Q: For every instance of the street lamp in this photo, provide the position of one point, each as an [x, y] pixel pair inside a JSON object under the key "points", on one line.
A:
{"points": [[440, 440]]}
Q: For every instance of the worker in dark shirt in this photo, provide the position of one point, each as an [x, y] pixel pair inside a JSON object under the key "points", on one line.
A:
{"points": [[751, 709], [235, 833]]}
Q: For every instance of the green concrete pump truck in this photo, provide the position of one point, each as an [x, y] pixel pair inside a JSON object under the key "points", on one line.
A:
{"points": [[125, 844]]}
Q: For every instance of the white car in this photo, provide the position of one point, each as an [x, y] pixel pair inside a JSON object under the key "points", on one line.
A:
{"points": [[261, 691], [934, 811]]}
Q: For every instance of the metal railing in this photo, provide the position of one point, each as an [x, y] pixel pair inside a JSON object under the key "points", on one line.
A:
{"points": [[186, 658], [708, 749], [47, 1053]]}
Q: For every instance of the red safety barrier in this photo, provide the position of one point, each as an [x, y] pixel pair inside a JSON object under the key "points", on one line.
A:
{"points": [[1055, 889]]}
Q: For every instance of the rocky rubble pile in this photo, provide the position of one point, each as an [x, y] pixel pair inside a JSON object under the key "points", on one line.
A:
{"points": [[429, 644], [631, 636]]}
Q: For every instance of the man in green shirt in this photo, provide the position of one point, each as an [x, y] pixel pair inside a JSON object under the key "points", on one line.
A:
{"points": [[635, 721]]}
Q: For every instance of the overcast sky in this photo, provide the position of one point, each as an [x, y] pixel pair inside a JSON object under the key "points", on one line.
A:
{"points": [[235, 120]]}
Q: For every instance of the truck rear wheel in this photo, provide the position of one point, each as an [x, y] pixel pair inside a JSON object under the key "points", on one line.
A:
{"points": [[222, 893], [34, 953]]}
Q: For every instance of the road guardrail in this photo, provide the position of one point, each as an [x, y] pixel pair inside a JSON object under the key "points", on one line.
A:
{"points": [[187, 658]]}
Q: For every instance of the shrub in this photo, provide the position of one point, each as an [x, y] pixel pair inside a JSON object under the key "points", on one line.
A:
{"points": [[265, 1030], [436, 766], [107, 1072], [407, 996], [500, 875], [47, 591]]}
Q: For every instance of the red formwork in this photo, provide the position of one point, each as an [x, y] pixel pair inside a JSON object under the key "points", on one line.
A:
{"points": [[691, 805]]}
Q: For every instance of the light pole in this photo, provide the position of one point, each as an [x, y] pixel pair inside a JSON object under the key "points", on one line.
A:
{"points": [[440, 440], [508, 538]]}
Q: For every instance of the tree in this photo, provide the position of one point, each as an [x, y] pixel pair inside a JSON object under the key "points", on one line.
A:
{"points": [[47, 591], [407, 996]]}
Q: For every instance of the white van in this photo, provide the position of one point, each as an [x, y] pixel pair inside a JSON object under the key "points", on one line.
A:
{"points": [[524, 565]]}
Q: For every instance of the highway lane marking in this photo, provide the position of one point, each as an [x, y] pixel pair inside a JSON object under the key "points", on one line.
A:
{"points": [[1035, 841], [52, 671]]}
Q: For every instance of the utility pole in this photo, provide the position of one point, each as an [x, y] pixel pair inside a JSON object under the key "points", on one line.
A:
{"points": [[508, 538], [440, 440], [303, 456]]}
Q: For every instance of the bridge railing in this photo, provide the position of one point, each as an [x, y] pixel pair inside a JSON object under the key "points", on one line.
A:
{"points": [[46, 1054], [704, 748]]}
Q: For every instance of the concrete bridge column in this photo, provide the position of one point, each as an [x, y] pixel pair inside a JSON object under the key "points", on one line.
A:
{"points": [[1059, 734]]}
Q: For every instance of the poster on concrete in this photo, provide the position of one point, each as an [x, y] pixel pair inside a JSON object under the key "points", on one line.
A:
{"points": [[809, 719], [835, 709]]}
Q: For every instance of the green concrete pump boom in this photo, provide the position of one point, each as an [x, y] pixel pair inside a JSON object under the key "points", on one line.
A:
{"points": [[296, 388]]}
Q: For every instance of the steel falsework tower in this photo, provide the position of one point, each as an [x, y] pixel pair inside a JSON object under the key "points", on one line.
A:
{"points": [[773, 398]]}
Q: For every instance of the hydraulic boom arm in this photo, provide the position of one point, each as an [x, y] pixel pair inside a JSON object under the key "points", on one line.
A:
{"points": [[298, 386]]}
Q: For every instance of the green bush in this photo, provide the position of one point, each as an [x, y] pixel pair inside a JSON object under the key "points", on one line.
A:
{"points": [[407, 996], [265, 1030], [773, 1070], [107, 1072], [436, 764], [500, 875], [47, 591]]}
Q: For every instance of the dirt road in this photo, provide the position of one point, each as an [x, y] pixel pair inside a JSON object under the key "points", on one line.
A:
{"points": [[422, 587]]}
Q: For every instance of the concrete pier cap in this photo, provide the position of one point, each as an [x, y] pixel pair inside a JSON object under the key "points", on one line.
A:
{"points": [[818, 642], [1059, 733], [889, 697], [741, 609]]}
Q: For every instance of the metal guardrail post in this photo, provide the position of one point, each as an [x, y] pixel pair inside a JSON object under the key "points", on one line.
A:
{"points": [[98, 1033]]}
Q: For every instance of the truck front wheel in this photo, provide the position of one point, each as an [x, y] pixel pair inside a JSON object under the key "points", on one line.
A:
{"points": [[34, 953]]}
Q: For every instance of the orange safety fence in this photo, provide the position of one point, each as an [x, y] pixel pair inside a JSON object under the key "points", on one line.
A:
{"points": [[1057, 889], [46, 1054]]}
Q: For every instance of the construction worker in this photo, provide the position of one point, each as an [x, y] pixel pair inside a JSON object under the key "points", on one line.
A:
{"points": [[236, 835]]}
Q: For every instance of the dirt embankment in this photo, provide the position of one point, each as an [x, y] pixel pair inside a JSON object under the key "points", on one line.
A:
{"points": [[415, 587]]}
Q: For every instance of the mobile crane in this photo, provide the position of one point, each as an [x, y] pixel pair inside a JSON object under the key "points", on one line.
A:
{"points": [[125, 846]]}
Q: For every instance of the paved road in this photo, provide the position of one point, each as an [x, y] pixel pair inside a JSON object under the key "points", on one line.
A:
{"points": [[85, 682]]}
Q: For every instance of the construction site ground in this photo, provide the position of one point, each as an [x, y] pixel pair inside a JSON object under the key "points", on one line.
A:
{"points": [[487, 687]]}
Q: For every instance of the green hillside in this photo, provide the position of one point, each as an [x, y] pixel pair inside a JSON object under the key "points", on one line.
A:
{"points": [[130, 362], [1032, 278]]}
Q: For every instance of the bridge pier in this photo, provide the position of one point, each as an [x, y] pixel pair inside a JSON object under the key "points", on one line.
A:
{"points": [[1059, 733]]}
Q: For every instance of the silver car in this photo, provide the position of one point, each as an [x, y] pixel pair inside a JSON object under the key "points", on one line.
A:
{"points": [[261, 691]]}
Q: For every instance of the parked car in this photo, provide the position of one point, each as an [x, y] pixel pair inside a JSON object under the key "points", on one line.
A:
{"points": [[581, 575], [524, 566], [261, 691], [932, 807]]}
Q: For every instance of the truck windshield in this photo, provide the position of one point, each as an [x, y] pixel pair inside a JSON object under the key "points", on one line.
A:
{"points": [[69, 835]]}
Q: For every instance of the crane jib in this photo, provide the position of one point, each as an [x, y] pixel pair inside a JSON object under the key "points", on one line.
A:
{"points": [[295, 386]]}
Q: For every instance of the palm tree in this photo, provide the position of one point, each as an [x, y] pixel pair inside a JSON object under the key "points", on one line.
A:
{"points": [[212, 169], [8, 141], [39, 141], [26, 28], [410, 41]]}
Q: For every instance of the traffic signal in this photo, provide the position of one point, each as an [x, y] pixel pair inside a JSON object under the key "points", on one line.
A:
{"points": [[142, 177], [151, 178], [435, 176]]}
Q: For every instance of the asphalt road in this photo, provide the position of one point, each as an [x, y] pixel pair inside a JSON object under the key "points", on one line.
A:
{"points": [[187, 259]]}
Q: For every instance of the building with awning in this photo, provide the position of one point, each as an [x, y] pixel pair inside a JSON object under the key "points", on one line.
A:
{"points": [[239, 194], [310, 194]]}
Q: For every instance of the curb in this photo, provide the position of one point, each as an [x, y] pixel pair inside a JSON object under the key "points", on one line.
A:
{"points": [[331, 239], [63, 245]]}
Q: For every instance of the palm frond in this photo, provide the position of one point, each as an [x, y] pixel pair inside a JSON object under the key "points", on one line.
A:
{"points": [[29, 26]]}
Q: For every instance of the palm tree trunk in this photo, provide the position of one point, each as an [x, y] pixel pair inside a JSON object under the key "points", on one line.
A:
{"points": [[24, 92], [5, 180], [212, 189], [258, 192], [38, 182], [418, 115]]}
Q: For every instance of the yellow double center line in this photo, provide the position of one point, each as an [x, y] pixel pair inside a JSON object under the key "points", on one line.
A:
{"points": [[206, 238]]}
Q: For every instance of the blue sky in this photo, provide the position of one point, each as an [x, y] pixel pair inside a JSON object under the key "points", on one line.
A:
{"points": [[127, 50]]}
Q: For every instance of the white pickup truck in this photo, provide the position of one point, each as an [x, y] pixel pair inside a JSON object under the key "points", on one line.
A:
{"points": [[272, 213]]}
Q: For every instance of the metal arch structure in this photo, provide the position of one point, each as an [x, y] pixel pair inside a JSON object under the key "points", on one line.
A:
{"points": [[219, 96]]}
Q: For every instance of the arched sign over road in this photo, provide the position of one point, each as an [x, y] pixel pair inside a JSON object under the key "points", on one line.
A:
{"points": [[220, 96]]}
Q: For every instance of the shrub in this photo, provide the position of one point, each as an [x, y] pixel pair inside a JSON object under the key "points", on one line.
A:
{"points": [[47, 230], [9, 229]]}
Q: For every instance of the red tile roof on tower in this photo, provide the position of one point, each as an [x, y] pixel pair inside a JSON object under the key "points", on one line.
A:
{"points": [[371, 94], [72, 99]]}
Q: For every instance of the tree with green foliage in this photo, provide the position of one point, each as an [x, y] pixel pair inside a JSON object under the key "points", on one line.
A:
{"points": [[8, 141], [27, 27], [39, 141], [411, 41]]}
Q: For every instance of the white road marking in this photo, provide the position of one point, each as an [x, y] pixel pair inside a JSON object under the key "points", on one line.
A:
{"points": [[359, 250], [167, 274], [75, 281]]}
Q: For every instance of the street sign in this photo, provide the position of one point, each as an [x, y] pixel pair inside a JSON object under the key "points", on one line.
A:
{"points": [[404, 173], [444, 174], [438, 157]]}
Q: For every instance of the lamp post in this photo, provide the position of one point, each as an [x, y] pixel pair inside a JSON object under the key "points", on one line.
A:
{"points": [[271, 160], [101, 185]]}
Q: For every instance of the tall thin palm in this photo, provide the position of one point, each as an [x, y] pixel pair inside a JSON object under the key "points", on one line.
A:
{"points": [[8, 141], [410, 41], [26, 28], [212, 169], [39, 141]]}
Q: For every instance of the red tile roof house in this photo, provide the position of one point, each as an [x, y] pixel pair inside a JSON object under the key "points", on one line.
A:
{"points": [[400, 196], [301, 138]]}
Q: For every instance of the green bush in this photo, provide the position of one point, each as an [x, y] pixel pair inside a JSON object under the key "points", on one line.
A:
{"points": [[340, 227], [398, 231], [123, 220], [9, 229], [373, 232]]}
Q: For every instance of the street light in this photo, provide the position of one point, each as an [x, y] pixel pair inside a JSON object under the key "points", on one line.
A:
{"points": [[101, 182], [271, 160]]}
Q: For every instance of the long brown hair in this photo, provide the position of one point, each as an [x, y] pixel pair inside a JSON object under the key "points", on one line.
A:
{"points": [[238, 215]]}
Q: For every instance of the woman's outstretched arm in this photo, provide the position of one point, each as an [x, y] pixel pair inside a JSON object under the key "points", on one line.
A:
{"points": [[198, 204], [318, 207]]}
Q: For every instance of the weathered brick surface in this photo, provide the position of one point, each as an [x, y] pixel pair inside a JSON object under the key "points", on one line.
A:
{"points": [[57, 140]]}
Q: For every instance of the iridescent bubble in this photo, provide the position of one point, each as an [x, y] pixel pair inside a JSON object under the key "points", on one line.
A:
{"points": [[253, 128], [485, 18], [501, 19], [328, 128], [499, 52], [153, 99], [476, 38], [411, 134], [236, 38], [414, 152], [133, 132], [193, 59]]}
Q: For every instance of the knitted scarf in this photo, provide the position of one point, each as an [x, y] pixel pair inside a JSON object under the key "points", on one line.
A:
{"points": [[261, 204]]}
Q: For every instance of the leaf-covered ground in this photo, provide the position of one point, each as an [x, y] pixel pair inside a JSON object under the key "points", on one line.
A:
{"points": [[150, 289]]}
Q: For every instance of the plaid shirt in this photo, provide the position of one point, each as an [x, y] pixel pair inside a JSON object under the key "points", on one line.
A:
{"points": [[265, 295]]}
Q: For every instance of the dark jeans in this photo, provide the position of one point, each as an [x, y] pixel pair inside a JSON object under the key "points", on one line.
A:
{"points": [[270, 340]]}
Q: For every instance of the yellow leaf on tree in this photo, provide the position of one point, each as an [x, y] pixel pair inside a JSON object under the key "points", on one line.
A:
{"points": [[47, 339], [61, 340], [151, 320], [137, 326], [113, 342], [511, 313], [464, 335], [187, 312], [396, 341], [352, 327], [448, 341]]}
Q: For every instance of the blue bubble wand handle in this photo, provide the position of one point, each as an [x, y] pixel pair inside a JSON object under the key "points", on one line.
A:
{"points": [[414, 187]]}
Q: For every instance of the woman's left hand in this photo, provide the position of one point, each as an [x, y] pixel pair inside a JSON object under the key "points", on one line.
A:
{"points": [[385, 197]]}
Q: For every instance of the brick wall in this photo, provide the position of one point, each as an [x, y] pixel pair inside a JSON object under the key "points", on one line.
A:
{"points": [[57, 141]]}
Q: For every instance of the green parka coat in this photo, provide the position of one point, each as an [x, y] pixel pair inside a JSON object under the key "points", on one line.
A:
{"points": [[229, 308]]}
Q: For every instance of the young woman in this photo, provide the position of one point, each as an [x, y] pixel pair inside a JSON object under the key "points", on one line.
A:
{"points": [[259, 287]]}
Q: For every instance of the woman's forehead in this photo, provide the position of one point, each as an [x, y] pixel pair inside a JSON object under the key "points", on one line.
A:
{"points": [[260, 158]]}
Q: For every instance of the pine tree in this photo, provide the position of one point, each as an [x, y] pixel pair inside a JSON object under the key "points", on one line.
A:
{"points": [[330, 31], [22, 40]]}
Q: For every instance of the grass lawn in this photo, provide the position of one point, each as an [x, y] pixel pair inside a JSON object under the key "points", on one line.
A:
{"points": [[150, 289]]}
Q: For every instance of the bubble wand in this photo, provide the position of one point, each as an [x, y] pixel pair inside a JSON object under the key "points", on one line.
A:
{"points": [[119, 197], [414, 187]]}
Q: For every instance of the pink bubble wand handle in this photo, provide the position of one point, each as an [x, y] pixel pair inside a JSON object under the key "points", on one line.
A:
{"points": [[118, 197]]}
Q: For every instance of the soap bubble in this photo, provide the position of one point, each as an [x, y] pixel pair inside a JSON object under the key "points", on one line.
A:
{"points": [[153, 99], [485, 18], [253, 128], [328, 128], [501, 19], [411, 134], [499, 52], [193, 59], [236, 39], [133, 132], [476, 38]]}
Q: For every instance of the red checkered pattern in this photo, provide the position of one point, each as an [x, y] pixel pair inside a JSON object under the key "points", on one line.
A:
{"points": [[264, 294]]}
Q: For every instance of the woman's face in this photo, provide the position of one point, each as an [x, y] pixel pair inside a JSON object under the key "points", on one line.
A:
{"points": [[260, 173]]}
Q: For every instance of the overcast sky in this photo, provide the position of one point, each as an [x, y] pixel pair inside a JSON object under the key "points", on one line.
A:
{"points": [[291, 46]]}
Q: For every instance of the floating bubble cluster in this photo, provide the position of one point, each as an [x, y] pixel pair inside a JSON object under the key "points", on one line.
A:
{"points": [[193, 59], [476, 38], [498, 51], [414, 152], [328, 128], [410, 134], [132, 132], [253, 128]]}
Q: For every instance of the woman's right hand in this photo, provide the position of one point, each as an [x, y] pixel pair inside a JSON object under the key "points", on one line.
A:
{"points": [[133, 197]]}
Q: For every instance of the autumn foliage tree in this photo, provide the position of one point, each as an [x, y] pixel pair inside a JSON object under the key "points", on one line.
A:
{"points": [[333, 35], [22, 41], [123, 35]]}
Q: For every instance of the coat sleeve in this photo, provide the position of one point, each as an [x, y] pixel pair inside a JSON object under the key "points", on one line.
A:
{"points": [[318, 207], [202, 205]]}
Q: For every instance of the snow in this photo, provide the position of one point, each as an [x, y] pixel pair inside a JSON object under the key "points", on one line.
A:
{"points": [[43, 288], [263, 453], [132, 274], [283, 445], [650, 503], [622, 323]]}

........

- _WRITTEN TASK_:
Starting at the line containing "Q: For every instance of the autumn" and running through the last line of the listing, lay out that part as a numbered list, with blank lines omitted.

- _CORRECT ANSWER_:
1. Q: For every instance of the autumn foliage tree in this photo, provide the position of one point, each as an [x, y] pixel pair inside a JSON object under the key "points", on one line.
2. A:
3. {"points": [[333, 35], [22, 41], [123, 35]]}
4. Q: For every instance of the coat sleeve in this photo, provide the position of one point, each as an [x, y] pixel pair inside a JSON object under the key "points", on one line.
5. A:
6. {"points": [[318, 207], [202, 205]]}
7. Q: For every instance of the snow in this photo, provide the position of one point, each as an [x, y] pixel pair inside a JSON object under the key "points", on one line.
8. A:
9. {"points": [[43, 288], [263, 453], [132, 274], [283, 445], [650, 503], [622, 323]]}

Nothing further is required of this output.